# [Extrait]
/---

Il est des parcours remarquables et des hommes hors du commun. Erick Rajaonary a épousé une trajectoire ascendante, en devenant, au fil des années, un héros pour la jeune génération.
Dans la salle d’attente des locaux de Guanomad, une immense figurine représentant Batman trône fièrement. Erick Rajaonary aime assurément ce personnage de comics et ce super-héros adulé par des millions de personnes. Il se retrouve dans les valeurs incarnées par le justicier de Gotham City. Et surtout, il est en train de suivre la voix de Bruce Wayne, l’alter ego du justicier, en termes de business et de réussite.
Privatisation
Originaire de Fandriana, dans la région d’Amoron’i Mania, – un des berceaux de l’intelligentsia betsileo– « Batman » est issu d’une famille de profession libérale. Son grand-père était chirurgien-dentiste et son père stomatologue. La voie était, sans doute, toute tracée mais il déviera de la trajectoire initiale en cours de route. Il quitte la Grande île et s’envole pour la France afin de poursuivre des études en comptabilité. Bien qu’issu d’une grande famille betsileo, il balaie d’un revers de la main tout passe-droit inhérente à son statut. « J’ai surtout hérité du savoir-faire de mes parents et de mes grands-parents ». Pendant 20 ans, il exercera la profession d’expert-comptable à Lyon. Revenu au bercail en 1998, il fera partie du secrétariat technique à la privatisation en tant qu’expert financier, pour assurer la délicate mission de mener à bien le programme de privatisation des sociétés d’État. Le plan concerne les secteurs pétrolier et télécommunication. L’élan est gâché par la crise politique de 2002. Quand il revient sur cette époque, il nourrit certains regrets. « La privatisation était la meilleure solution pour l’économie malgache. Je regrette un peu qu’il y ait eu un certain manque de transparence dans le processus », note-il.

\---

Enregistrements stockés:
/---

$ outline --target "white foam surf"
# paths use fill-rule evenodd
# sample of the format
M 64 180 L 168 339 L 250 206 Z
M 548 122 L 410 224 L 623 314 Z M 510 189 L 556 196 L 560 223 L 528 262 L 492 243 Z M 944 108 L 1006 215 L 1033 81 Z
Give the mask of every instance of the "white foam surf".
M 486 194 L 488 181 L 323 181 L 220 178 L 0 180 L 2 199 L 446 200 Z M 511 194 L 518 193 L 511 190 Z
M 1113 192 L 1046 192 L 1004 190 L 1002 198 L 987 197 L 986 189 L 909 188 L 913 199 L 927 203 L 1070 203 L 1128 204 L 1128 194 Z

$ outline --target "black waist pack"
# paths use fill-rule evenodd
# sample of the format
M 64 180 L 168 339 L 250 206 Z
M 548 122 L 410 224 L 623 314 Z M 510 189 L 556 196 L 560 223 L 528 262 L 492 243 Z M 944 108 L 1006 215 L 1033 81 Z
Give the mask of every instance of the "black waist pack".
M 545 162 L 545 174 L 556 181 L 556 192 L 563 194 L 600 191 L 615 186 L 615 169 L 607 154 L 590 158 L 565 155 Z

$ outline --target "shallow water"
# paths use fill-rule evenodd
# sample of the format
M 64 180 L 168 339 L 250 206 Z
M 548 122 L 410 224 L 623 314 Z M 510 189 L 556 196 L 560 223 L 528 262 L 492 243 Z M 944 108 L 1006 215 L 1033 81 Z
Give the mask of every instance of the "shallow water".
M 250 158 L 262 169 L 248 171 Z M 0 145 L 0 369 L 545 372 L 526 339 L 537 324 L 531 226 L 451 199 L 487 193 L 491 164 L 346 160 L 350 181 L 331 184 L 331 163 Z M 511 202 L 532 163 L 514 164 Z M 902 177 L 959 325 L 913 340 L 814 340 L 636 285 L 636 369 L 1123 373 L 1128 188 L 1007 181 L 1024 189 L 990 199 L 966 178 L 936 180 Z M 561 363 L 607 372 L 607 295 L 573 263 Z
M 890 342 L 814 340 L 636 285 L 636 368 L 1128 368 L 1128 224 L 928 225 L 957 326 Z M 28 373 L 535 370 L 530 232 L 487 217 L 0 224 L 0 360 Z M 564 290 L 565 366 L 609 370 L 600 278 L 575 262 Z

\---

# [Consignes de travail]
(1) D'après le portrait d'Erick Rajaonary, pendant combien d'années a-t-il exercé la profession d'expert-comptable à Lyon ?
(2) Reproduisez tout le passage du portrait d'Erick Rajaonary, de "Il est des parcours" jusqu'à "et de réussite.".
(3) Rédigez la suite du portrait d'Erick Rajaonary à partir de sa dernière phrase.
Ces enregistrements n'ont aucun rapport avec le portrait d'Erick Rajaonary.

# [Corrigé de l'exercice]
(1) Pendant 20 ans.

(2)
Il est des parcours remarquables et des hommes hors du commun. Erick Rajaonary a épousé une trajectoire ascendante, en devenant, au fil des années, un héros pour la jeune génération.
Dans la salle d’attente des locaux de Guanomad, une immense figurine représentant Batman trône fièrement. Erick Rajaonary aime assurément ce personnage de comics et ce super-héros adulé par des millions de personnes. Il se retrouve dans les valeurs incarnées par le justicier de Gotham City. Et surtout, il est en train de suivre la voix de Bruce Wayne, l’alter ego du justicier, en termes de business et de réussite.

(3)
Opportunités
Vers la fin de l’année 2005, il fonde Guanomad. Les relations qu’il a nouées dans le cadre de ses missions lui ont facilité la tâche. « Dans le contexte du programme de privatisation, j’ai pu établir de nombreux contacts, étendre mes relations et mon réseau. Quand des opportunités se créent, il faut savoir les saisir ». Après avoir analysé le potentiel du guano, il plonge dans le grand bain. Avec 100 000 euros, et un emprunt de 100 000 autres auprès d’institutions bancaires, il se lance dans l’aventure. Au début, il fait appel au marketing direct avec sa femme, en prenant part à différentes foires agricoles pour séduire ses principaux clients : les paysans. « Je n’y croyais pas au commencement. Mais quand j’ai regardé les caractéristiques des guanos, j’ai su que c’est un engrais très riche et performant ». La petite entreprise prendra de l’envergure pour devenir aujourd’hui un grand groupe employant près 80 personnes avec 200 distributeurs dans tout Madagascar. 400 personnes travaillent dans une centaine de grottes reparties dans toute l’île. Guanomad exporte ses productions dorénavant.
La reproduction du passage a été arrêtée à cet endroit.